__DESCRIPTION OF THE TASK__: Copy every line of the records below word for word, leaving out the pictures.

__RECORDS__:
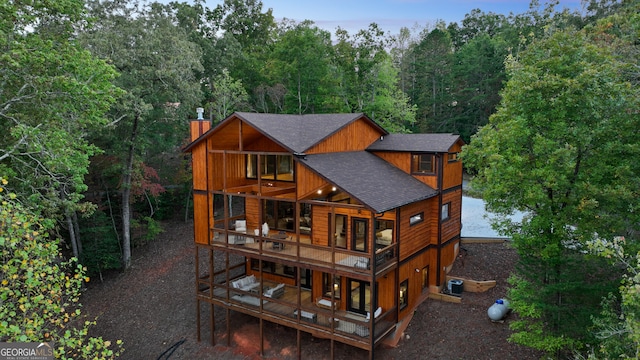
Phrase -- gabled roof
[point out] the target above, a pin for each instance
(371, 180)
(415, 142)
(298, 133)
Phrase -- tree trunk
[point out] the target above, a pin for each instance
(76, 228)
(126, 196)
(72, 238)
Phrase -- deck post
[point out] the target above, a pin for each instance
(213, 324)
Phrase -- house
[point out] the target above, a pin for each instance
(324, 223)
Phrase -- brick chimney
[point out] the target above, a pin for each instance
(199, 126)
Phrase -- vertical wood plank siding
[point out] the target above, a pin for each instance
(200, 218)
(451, 226)
(413, 238)
(408, 272)
(452, 170)
(252, 214)
(307, 182)
(199, 166)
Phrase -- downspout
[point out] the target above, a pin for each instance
(439, 182)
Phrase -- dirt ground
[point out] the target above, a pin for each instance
(152, 308)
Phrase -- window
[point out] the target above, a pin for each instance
(404, 294)
(384, 233)
(272, 167)
(359, 235)
(359, 297)
(331, 284)
(423, 164)
(444, 212)
(425, 278)
(341, 231)
(415, 219)
(306, 276)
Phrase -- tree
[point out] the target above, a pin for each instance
(619, 326)
(431, 92)
(157, 65)
(39, 294)
(300, 61)
(478, 75)
(228, 96)
(561, 147)
(52, 94)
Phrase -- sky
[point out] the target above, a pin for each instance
(390, 15)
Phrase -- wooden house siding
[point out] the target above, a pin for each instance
(408, 272)
(415, 237)
(451, 226)
(219, 170)
(216, 169)
(387, 291)
(356, 136)
(199, 167)
(252, 214)
(307, 182)
(201, 218)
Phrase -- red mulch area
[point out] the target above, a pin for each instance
(153, 310)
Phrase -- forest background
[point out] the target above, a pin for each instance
(95, 99)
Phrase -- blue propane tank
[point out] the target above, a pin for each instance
(498, 310)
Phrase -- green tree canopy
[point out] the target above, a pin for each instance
(560, 147)
(158, 66)
(39, 294)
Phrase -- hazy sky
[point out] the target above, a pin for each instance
(390, 15)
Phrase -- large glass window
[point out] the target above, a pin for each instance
(341, 231)
(423, 163)
(359, 235)
(272, 167)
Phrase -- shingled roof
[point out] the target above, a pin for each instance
(415, 142)
(371, 180)
(298, 133)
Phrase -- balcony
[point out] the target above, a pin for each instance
(293, 307)
(285, 246)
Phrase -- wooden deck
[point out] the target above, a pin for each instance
(305, 253)
(297, 310)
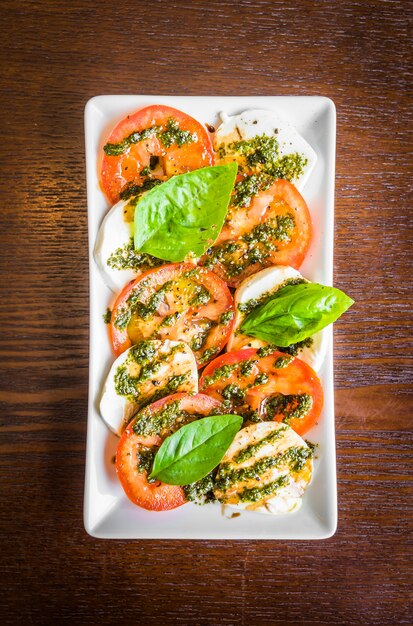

__EXERCISE RESULT__:
Phrase -- gabled roof
[point out] the target above, a pin for each instance
(371, 180)
(415, 142)
(298, 133)
Phrase -- tree trunk
[point out] the target above, a pin for each instance
(76, 228)
(126, 196)
(72, 238)
Phrase -- deck post
[point out] the target above, a pin for each instance
(213, 324)
Phrase -- house
[point out] the target above, a pin for each instance
(324, 223)
Phrase -- brick chimney
[point out] the target above, a pin for each instance
(199, 126)
Phrase -- vertical wood plank siding
[point out] the target above, a pin for each instance
(200, 218)
(451, 226)
(413, 238)
(408, 272)
(452, 170)
(252, 214)
(307, 182)
(199, 166)
Phrase -- downspout
[point out] the target above, a pin for each instance
(439, 182)
Phrase -- dirt ground
[point out] the target above, a pin for each instance
(152, 308)
Phrase -- window
[point out] the target above, a pin for each instance
(404, 294)
(384, 233)
(272, 167)
(359, 235)
(359, 297)
(331, 284)
(423, 164)
(444, 212)
(425, 278)
(341, 231)
(415, 219)
(306, 276)
Phrase -- tree
[point out] the target above, a pin for each instance
(619, 326)
(431, 92)
(157, 65)
(39, 294)
(300, 61)
(478, 75)
(228, 96)
(561, 147)
(52, 94)
Phrase -- sky
[point out] the target above, a pin for each instance
(390, 15)
Phrase -- wooden house siding
[point out] the target above, a pin for each instance
(408, 272)
(415, 237)
(451, 226)
(219, 170)
(216, 169)
(387, 291)
(356, 136)
(199, 167)
(252, 214)
(307, 182)
(201, 218)
Phrase -- red mulch area
[point out] the target above, a pin for each instance
(153, 310)
Phrase -- forest background
[point out] the target above, a pin for each instance
(95, 99)
Phrase -- blue propane tank
[point out] the target above, a pin for each instance
(498, 310)
Phrase -- green tree canopy
[point out] the target above, a pin for each instance
(560, 147)
(158, 66)
(39, 294)
Phrase -- hazy sky
[point out] the target above, a pin for each instance
(390, 15)
Phrase -- large glass window
[point out] the target above, a pin for each instance
(341, 231)
(423, 163)
(359, 235)
(272, 167)
Phrase -- shingled roof
[point out] the target above, a pin for each instance
(415, 142)
(371, 180)
(298, 133)
Phrase -- balcony
[point out] the target above, a pin for each instance
(293, 307)
(285, 246)
Phrase -- wooden deck
[point out] the target above, a pin for each instance
(305, 253)
(297, 310)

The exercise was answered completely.